◆ Problem to solve:
Edit the records below by changing "one point per instance" to "a single point for each instance" everywhere it occurs, leaving everything else as it is.

◆ Input:
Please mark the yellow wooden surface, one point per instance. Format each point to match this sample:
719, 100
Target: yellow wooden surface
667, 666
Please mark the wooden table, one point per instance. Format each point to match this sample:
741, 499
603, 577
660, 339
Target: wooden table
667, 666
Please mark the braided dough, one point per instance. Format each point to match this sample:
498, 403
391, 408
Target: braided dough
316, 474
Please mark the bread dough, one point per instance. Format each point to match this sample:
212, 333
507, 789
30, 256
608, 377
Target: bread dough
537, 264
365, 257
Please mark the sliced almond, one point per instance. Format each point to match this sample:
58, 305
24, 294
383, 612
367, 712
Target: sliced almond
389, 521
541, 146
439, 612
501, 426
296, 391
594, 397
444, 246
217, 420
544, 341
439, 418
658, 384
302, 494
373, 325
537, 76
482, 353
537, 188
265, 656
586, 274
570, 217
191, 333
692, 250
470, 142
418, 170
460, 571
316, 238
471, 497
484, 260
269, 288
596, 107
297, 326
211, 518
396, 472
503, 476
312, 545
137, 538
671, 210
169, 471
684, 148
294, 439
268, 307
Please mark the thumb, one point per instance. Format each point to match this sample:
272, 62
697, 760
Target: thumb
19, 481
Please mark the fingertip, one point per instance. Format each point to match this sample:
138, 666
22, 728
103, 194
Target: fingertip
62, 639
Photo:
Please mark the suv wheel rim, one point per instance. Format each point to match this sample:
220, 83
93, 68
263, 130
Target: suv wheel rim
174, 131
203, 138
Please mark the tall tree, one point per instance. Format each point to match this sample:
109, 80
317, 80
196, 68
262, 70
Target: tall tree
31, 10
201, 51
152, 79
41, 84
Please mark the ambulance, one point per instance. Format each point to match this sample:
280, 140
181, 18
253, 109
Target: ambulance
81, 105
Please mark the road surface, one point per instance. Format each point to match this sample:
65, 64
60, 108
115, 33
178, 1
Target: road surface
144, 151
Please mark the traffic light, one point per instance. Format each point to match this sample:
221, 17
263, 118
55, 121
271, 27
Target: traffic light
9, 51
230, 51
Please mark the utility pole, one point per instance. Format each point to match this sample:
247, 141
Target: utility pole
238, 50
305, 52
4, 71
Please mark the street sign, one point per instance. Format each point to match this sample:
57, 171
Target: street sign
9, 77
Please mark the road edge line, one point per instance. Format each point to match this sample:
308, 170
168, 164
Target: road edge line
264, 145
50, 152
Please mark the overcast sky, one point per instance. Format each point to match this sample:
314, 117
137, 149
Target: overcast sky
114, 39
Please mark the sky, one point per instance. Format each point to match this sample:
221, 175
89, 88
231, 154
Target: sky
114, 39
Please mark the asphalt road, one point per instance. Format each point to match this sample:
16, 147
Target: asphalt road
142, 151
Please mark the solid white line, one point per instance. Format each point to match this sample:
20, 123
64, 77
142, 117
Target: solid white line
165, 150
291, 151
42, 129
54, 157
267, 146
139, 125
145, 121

◆ Result:
Please mark the yellow wooden surface, a single point for each instance. Format each point to match this sample:
719, 100
Target: yellow wooden surface
667, 666
Please mark the wooden table, a single point for each instance. Format each point to match this sample:
741, 499
603, 577
660, 339
Target: wooden table
667, 666
Please mark the braided dough, a single point for each instance. Format each point to match this sample:
498, 403
391, 408
Target: braided dough
316, 474
Please mark the bread dough, a single point for each instance. Format each point to match this sample:
212, 333
507, 789
30, 256
608, 377
Target: bread dough
537, 264
365, 257
Please mark the sliced almond, a single point for each instance. Format each point to match this sample:
58, 305
24, 294
383, 612
367, 712
Target: sliced almond
389, 521
541, 146
439, 612
501, 426
296, 391
594, 397
444, 246
217, 420
544, 341
439, 418
658, 384
302, 494
373, 325
537, 76
482, 353
537, 188
265, 656
586, 274
570, 217
191, 333
692, 250
470, 142
418, 170
460, 571
316, 238
471, 497
484, 260
269, 288
596, 107
297, 326
211, 518
396, 472
503, 476
312, 545
137, 538
671, 210
169, 471
684, 148
294, 439
268, 307
Please mark the thumb, a single point for each instance. Format each point to match this sample:
272, 62
697, 760
Target: thumb
19, 481
Please mark the fingertip, a single point for each instance. Format each point to match this sample:
138, 666
22, 728
103, 194
Target: fingertip
62, 639
Photo:
Please mark the suv wheel rim, a single point for each instance. Format each point to match this sample:
220, 83
93, 68
263, 130
Target: suv wheel rim
174, 131
203, 138
Please mark the tall tree, a single point for each instance. Format each point to match this sample:
109, 80
317, 80
196, 68
262, 70
Target: tall tree
31, 10
201, 51
152, 79
41, 84
Please mark the ambulance, a single point for each instance. Format each point to match this sample:
280, 140
181, 18
253, 109
Target: ambulance
81, 105
Please mark the road surface, a single point for each instance. Format each point to match this sample:
65, 64
60, 108
115, 33
178, 1
Target: road surface
144, 151
Please mark the traffic light, a single point for each instance. Format each point to match this sample:
221, 17
263, 118
55, 121
271, 27
Target: traffic light
9, 51
230, 51
Please mark the utility pole, a single point for each instance. Format each point to match this sample:
247, 141
Target: utility pole
238, 50
305, 52
4, 71
Please mark the street sign, a single point for each instance. Format each point to match this sample:
57, 171
Target: street sign
9, 77
Please mark the road edge line, a single point for each instance. Format each point to match this sample:
308, 170
168, 164
Target: road edge line
264, 145
50, 152
Please mark the overcast sky, a single point for each instance. Format each point to match this sample:
314, 117
137, 149
Target: overcast sky
114, 39
Please mark the sky, a single point for each instance. Format each point to match this sample:
221, 175
89, 88
231, 154
Target: sky
114, 39
Please mark the asphalt road, a single point for each instance. Format each point to match this sample:
16, 147
Target: asphalt road
142, 151
Please mark the solid white line, a single point for each instance. Format each point to match this sample:
20, 123
64, 77
142, 117
Target: solid white line
165, 150
291, 151
42, 129
54, 157
267, 146
139, 125
145, 121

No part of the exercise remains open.